Please rescale the stretch from the line containing "In the photo above, where can the tree" through the end of the lines below, both ends included. Rewrite every line in that stretch, keeping the wording lines as they are and multiplying each coordinate in the answers by 1.15, rounded to a whole number with halves rounding up.

-- START OF Data section --

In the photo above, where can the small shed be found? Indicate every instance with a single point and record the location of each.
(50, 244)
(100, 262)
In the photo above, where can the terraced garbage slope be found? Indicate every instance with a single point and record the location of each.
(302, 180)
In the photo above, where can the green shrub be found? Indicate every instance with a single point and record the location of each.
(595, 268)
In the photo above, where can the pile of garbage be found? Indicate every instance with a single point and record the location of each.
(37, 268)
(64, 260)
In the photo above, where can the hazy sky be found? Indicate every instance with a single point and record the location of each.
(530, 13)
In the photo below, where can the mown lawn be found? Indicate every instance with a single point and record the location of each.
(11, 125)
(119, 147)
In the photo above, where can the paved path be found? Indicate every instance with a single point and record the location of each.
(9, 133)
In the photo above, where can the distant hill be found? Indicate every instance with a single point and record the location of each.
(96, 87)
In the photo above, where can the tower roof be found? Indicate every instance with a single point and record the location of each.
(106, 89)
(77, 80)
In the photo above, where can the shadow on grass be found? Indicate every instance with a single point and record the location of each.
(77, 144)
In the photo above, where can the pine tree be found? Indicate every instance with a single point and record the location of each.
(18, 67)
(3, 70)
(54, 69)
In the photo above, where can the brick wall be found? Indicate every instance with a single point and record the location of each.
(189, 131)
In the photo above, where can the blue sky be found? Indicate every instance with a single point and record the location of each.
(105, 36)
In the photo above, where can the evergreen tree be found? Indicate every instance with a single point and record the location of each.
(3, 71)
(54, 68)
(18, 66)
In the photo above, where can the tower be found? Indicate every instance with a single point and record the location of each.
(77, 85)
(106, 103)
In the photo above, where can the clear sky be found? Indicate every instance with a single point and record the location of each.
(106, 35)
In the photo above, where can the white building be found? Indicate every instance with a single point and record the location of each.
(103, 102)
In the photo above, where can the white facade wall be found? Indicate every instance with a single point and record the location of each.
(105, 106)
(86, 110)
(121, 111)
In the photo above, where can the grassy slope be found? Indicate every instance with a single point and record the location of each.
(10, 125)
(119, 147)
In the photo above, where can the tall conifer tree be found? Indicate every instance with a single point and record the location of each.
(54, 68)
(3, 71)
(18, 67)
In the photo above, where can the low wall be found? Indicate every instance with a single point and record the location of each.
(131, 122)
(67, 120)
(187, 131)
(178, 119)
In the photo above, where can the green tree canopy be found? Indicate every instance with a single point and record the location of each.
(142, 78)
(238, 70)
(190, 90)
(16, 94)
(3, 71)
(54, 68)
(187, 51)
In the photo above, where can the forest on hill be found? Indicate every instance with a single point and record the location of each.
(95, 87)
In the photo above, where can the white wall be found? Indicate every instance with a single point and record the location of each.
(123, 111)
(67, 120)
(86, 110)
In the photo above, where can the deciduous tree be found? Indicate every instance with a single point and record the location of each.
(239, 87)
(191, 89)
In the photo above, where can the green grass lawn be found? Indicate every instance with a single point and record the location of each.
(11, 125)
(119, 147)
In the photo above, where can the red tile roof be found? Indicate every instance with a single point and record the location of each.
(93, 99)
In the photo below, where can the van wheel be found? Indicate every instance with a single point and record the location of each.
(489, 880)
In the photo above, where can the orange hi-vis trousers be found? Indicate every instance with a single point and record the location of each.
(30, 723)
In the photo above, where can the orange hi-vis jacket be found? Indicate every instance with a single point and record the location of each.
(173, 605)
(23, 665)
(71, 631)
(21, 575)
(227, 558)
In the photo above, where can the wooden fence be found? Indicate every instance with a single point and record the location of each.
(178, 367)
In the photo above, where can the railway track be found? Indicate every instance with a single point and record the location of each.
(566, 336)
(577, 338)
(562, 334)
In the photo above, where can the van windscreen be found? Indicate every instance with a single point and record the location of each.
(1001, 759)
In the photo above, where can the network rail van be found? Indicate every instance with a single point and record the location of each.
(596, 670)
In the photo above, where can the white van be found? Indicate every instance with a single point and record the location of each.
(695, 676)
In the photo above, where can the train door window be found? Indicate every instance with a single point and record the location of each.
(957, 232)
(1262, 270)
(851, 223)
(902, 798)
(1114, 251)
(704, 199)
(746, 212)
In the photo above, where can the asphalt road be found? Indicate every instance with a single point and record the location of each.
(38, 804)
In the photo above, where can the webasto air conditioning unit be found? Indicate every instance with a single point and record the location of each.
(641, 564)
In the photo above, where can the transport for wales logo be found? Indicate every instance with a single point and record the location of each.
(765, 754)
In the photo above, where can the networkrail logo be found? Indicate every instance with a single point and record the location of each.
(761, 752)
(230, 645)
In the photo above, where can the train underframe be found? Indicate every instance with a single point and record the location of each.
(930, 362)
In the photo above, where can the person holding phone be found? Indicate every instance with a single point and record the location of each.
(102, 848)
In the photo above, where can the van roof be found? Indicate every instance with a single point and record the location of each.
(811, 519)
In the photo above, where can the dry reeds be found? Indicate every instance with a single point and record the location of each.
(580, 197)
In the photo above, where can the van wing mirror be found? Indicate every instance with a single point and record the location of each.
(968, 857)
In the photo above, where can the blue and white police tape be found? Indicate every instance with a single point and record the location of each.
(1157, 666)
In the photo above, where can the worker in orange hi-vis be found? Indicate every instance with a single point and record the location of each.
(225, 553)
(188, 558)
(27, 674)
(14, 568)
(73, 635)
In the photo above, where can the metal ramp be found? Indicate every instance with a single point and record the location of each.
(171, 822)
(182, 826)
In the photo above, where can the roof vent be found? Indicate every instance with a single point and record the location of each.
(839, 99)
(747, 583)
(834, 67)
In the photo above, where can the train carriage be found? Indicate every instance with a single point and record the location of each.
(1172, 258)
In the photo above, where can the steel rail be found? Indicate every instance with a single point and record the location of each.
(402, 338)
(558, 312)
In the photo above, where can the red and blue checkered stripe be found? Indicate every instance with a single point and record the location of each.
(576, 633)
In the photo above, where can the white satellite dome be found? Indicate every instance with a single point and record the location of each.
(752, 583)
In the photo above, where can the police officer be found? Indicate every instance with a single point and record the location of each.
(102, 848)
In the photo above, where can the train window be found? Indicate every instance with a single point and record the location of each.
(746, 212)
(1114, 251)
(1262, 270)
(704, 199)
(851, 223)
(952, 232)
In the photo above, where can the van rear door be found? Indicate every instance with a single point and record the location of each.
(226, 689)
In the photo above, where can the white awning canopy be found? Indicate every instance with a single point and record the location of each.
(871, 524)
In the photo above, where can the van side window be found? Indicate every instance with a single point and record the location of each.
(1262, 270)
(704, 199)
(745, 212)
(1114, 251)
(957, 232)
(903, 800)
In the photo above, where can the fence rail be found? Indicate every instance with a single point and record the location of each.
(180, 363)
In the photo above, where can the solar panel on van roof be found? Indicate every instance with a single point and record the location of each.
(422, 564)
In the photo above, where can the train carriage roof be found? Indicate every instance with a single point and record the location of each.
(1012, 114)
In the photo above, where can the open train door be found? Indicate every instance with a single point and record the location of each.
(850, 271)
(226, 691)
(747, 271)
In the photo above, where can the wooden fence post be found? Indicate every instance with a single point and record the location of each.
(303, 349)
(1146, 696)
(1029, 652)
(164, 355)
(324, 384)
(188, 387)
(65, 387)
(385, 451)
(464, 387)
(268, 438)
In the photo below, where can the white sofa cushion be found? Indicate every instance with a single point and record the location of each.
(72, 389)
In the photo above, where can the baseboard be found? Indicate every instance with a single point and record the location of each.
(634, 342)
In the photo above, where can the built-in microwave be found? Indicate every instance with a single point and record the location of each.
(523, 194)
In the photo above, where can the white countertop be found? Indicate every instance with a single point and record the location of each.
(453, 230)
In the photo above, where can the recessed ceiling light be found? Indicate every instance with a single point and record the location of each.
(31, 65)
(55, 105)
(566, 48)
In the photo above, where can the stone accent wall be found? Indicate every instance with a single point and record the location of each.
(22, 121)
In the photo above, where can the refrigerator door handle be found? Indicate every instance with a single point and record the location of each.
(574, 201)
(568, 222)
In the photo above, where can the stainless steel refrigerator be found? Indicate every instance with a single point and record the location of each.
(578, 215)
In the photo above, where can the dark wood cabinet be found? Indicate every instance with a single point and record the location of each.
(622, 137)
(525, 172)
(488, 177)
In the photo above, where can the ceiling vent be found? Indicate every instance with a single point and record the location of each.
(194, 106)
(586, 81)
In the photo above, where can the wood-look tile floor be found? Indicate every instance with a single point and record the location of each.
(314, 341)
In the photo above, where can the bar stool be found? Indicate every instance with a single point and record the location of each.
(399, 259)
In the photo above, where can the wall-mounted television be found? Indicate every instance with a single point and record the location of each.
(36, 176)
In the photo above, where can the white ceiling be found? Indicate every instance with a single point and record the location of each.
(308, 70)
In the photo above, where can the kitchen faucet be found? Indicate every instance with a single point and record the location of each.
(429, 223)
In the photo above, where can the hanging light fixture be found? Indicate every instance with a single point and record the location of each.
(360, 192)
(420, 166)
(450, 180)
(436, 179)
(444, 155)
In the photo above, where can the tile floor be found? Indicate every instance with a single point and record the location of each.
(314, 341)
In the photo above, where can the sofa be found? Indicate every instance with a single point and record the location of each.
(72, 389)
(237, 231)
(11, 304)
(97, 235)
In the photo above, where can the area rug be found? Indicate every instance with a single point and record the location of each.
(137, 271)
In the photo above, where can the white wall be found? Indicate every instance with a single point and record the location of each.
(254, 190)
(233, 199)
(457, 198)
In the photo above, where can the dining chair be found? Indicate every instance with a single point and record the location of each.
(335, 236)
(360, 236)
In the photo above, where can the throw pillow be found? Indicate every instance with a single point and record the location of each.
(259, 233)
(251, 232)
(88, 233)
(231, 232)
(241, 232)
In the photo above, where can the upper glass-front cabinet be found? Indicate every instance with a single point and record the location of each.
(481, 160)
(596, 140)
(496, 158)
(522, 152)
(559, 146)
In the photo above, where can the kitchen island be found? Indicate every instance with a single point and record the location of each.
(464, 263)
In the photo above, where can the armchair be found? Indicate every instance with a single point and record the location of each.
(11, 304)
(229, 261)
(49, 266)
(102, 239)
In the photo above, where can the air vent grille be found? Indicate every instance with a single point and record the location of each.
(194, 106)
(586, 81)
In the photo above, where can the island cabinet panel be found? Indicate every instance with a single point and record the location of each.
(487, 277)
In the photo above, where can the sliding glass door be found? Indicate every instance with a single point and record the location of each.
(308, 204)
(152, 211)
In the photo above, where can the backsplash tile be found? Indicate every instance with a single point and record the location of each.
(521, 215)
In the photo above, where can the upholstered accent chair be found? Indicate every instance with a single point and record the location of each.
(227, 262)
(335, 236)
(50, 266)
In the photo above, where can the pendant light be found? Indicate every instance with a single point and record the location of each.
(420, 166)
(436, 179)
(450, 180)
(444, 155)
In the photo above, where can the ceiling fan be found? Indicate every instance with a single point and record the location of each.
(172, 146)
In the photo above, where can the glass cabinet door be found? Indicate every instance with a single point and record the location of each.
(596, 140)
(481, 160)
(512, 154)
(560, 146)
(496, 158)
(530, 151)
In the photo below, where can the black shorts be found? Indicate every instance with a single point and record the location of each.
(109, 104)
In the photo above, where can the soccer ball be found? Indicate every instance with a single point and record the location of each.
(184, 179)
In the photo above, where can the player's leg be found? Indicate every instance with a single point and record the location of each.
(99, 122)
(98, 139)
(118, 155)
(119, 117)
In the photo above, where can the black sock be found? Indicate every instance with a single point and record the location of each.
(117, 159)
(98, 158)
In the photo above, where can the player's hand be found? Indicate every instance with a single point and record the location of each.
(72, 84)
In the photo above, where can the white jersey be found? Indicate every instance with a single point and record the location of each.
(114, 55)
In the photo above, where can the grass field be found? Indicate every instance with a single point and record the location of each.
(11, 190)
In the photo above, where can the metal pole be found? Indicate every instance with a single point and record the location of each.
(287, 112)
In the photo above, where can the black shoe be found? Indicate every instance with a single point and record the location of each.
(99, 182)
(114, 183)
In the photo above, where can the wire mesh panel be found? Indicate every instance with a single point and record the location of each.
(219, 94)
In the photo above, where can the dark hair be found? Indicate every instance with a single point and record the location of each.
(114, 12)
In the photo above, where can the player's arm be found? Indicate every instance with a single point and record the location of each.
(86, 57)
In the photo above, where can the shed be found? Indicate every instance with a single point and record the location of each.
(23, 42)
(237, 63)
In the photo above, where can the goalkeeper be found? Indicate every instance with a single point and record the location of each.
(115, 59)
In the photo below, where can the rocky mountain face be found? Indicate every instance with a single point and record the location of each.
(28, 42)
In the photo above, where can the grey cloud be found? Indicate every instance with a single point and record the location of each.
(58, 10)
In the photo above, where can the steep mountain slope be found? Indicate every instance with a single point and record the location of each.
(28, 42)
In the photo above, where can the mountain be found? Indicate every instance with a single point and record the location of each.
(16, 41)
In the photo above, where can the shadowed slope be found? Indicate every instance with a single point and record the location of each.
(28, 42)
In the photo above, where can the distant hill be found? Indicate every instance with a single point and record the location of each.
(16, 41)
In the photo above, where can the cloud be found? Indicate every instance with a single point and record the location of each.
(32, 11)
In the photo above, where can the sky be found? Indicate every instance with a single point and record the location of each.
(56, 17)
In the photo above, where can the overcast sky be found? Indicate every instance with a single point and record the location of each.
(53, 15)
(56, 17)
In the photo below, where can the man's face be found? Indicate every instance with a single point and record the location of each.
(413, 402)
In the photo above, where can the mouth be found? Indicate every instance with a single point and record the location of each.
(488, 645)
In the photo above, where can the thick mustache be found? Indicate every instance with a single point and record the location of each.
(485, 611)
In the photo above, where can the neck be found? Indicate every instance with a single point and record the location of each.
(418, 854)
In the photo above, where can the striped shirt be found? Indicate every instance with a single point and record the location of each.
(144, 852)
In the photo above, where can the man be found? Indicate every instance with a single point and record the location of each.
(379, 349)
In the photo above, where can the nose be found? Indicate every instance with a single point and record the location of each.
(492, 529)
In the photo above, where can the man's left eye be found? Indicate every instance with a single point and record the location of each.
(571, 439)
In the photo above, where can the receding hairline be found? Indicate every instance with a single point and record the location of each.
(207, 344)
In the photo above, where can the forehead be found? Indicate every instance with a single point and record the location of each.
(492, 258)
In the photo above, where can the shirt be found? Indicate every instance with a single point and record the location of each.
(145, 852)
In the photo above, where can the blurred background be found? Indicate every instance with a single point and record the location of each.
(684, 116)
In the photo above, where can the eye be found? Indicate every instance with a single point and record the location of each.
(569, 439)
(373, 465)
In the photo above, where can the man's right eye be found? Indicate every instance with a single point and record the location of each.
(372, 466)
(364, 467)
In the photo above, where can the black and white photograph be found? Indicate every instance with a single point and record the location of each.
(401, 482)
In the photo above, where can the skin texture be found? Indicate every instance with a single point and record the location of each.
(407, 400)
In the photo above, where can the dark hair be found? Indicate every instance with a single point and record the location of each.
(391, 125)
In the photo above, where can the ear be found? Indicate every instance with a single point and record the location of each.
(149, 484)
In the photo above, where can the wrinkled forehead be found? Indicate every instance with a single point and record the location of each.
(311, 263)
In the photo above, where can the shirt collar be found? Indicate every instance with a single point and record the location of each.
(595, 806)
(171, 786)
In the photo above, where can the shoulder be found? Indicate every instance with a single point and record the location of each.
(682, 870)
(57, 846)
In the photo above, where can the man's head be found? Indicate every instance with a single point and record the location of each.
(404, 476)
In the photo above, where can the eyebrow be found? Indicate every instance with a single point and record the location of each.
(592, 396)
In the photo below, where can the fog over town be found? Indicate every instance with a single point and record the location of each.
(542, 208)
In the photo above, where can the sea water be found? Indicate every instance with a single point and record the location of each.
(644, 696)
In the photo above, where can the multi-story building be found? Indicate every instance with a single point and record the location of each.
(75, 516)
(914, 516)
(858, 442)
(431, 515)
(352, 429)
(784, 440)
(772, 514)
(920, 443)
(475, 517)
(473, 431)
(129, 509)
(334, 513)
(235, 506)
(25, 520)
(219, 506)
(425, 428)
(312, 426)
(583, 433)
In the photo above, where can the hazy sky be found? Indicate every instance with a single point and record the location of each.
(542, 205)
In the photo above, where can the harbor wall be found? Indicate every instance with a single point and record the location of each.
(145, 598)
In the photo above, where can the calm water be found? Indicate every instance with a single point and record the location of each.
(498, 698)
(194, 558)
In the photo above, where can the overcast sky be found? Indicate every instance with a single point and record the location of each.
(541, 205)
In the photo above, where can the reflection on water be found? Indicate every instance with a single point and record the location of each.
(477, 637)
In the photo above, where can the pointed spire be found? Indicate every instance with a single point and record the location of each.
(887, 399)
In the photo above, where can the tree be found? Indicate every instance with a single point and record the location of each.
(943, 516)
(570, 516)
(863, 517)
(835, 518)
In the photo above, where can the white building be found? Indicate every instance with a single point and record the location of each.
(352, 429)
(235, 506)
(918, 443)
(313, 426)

-- END OF Data section --

Solution for this problem:
In the photo above, where can the tree be found? Indicate every instance with a single point and record the location of each.
(1084, 593)
(656, 593)
(992, 595)
(960, 596)
In the photo above, where can the white building be found? Indicate every instance with a single point and record the location of each.
(405, 493)
(270, 582)
(1056, 509)
(360, 490)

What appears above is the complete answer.